Record excerpts
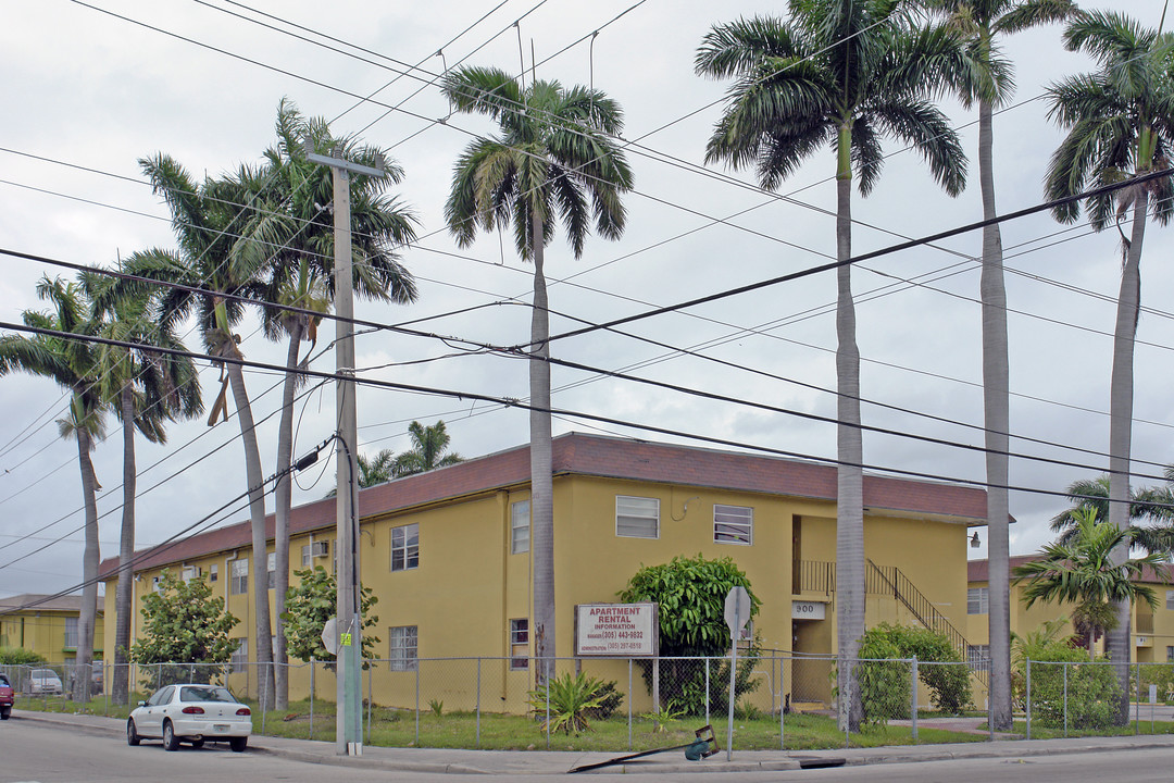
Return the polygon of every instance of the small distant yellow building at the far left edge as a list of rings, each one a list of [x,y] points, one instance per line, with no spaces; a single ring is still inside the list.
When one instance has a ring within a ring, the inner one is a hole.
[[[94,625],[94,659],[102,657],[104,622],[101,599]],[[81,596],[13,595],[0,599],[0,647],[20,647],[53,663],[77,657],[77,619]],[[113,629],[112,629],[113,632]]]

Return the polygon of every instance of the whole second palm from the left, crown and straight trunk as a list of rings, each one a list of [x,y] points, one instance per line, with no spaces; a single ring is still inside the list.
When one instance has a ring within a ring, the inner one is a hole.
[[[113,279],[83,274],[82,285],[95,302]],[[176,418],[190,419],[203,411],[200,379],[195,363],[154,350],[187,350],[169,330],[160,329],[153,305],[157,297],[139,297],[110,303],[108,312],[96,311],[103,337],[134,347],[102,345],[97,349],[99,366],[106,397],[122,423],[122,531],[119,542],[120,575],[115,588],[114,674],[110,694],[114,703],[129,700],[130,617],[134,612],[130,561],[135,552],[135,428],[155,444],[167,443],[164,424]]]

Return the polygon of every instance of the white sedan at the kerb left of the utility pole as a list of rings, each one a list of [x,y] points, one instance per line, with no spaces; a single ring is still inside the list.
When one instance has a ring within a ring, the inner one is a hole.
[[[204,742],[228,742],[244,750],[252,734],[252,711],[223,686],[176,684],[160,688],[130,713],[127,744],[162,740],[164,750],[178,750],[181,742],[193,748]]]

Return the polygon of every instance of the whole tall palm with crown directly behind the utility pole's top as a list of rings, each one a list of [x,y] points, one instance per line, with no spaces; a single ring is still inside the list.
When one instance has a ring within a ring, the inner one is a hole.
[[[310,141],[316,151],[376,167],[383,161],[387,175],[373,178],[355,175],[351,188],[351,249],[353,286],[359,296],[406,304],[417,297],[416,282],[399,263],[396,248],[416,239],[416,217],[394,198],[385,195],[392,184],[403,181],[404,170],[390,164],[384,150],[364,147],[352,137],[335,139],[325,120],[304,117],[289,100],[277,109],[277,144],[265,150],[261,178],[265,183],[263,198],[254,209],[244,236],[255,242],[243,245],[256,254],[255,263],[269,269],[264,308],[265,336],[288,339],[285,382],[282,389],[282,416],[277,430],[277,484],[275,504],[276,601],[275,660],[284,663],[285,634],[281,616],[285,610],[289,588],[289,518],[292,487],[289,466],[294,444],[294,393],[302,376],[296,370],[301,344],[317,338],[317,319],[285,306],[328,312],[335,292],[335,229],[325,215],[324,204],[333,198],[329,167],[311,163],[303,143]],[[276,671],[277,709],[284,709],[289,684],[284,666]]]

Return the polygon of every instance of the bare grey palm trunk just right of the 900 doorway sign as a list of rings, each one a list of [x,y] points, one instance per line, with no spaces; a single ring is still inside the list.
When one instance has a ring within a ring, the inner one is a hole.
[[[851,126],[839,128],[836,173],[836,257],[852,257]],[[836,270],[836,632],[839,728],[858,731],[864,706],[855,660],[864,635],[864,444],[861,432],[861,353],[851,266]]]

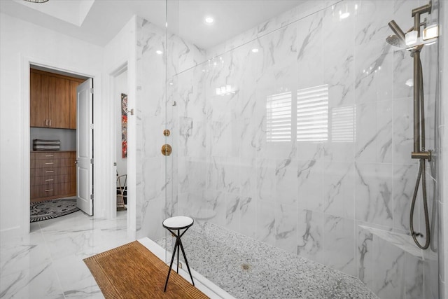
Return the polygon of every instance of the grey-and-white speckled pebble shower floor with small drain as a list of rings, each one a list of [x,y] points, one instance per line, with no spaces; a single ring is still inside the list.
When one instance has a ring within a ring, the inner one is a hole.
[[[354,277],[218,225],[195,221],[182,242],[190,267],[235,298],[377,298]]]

Required action
The line containing "Return the polygon of every instance of the grey-and-white" and all lines after it, through the last line of the data, should be retyped exactly.

Answer to the exercise
Return the polygon of every instance of the grey-and-white speckled pebble shower floor with small drain as a list of rings, each one a list of [x,y] points, one instance per line, with no spaces; a single ring is still inside the list.
When one instance has a ring within a ring, the inner one is a hole.
[[[354,277],[218,225],[195,221],[182,242],[190,267],[235,298],[377,298]]]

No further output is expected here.